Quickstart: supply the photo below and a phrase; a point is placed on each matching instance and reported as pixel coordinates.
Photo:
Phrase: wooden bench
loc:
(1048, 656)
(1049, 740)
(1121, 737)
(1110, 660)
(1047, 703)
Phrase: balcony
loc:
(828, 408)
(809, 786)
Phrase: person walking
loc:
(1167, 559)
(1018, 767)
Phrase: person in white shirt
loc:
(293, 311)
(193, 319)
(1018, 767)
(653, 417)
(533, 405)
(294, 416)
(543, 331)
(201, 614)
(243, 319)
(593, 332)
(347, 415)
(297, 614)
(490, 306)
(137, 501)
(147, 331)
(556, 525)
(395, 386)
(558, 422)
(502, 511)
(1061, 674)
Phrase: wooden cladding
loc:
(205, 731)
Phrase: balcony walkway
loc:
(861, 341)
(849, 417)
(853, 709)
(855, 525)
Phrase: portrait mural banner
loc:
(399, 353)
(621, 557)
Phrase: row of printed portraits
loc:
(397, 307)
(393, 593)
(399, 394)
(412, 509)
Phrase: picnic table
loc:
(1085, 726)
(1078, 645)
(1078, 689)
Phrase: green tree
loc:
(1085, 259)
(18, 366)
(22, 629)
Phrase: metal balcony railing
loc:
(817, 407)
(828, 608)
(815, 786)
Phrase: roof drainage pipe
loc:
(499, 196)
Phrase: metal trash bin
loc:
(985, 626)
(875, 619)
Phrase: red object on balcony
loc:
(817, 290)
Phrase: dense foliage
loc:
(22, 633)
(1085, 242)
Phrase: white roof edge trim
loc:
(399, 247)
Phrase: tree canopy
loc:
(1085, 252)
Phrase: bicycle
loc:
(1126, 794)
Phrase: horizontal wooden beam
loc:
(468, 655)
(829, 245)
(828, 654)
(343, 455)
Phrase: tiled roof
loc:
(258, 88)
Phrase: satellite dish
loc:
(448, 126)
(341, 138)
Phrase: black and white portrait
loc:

- **WORK TO COMPLETE**
Reproduce every line of the material above verbatim, from first to last, without altering, omitting, or reordering anything.

- **RIGHT ANSWER**
Quickstart: supply the photo below and a phrase; a point is placed on each matching instance and reported as pixel coordinates.
Photo:
Phrase: wooden bench
loc:
(1048, 656)
(1049, 740)
(1121, 737)
(1110, 660)
(1047, 703)
Phrase: balcony
loc:
(828, 408)
(809, 786)
Phrase: person walking
loc:
(1167, 559)
(1018, 767)
Phrase: person in white shirt
loc:
(293, 311)
(193, 319)
(1018, 767)
(653, 417)
(533, 405)
(294, 416)
(543, 331)
(201, 614)
(243, 319)
(593, 332)
(347, 415)
(297, 614)
(490, 306)
(137, 501)
(147, 331)
(556, 525)
(395, 386)
(558, 422)
(502, 511)
(1061, 674)
Phrase: wooden cladding
loc:
(205, 731)
Phrase: balcony walkway
loc:
(861, 341)
(849, 417)
(853, 709)
(855, 525)
Phrase: portrait mural banner
loc:
(399, 353)
(621, 557)
Phrase: row of printed portraits
loc:
(397, 307)
(393, 593)
(399, 394)
(412, 509)
Phrase: picnic table
loc:
(1085, 726)
(1078, 645)
(1078, 689)
Phrase: green tree
loc:
(1085, 259)
(18, 366)
(22, 629)
Phrase: metal balcony railing
loc:
(817, 407)
(828, 608)
(815, 786)
Phrase: roof drainage pipe
loc:
(499, 196)
Phrase: metal trash bin
loc:
(985, 626)
(875, 619)
Phrase: red object on balcony
loc:
(817, 290)
Phrase: dense foliage
loc:
(22, 633)
(1085, 242)
Phrase: white roof edge trim
loc:
(399, 247)
Phrase: tree canopy
loc:
(1085, 252)
Phrase: bicycle
loc:
(1126, 794)
Phrase: horizontal wooden beam
loc:
(468, 655)
(829, 245)
(828, 654)
(343, 455)
Phrase: tiled roof
loc:
(258, 88)
Phrase: satellite dish
loc:
(448, 126)
(341, 138)
Phrase: black and white portrait
loc:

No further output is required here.